→ **Given exercise**
Copy the rows below word for word, from the line containing "of the white" through the line containing "of the fingers", with both of those lines included.

→ **Material provided**
--------------------------------------------------
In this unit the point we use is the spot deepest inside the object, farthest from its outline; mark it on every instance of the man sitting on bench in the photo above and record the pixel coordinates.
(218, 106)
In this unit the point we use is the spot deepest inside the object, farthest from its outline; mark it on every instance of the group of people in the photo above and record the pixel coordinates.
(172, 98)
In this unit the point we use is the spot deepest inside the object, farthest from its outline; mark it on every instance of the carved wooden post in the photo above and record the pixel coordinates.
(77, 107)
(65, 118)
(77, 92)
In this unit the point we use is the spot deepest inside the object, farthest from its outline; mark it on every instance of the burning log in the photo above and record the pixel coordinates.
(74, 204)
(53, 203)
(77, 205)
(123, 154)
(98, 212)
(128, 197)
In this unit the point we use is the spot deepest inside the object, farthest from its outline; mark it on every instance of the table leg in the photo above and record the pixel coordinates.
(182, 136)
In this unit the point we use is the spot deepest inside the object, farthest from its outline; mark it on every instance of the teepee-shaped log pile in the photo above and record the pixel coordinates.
--------------------------------------------------
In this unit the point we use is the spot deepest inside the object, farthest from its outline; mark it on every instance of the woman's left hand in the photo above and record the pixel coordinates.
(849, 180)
--------------------------------------------------
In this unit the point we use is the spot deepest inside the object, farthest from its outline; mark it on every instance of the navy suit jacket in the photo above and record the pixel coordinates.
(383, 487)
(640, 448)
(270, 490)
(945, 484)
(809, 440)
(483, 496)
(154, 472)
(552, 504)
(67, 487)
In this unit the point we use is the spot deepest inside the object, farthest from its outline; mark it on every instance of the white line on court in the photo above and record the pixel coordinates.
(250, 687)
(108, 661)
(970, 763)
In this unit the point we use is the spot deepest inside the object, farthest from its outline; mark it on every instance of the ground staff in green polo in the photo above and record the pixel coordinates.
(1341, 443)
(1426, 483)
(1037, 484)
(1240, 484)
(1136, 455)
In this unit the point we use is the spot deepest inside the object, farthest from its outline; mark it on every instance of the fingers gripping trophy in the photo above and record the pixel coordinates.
--------------------------------------------------
→ **Solution to the problem**
In this unit the point we use is the spot deepest inside the object, farthest from its outline; mark it on every instance of the white line on court in the photo above and record the pixel coordinates.
(250, 687)
(108, 661)
(970, 763)
In this unit the point we use is the spot deepest inside the object, farthest from its outline; mark it on every instance of the ground staff in green polo in the photo above and record the pixel coordinates.
(1341, 443)
(1426, 483)
(1037, 484)
(1240, 484)
(1136, 455)
In this unit the point we use is the spot deepest inside the object, farthest from its outline; mark it on every instance of the fingers gripping trophy in the photo above and record the pixel coordinates.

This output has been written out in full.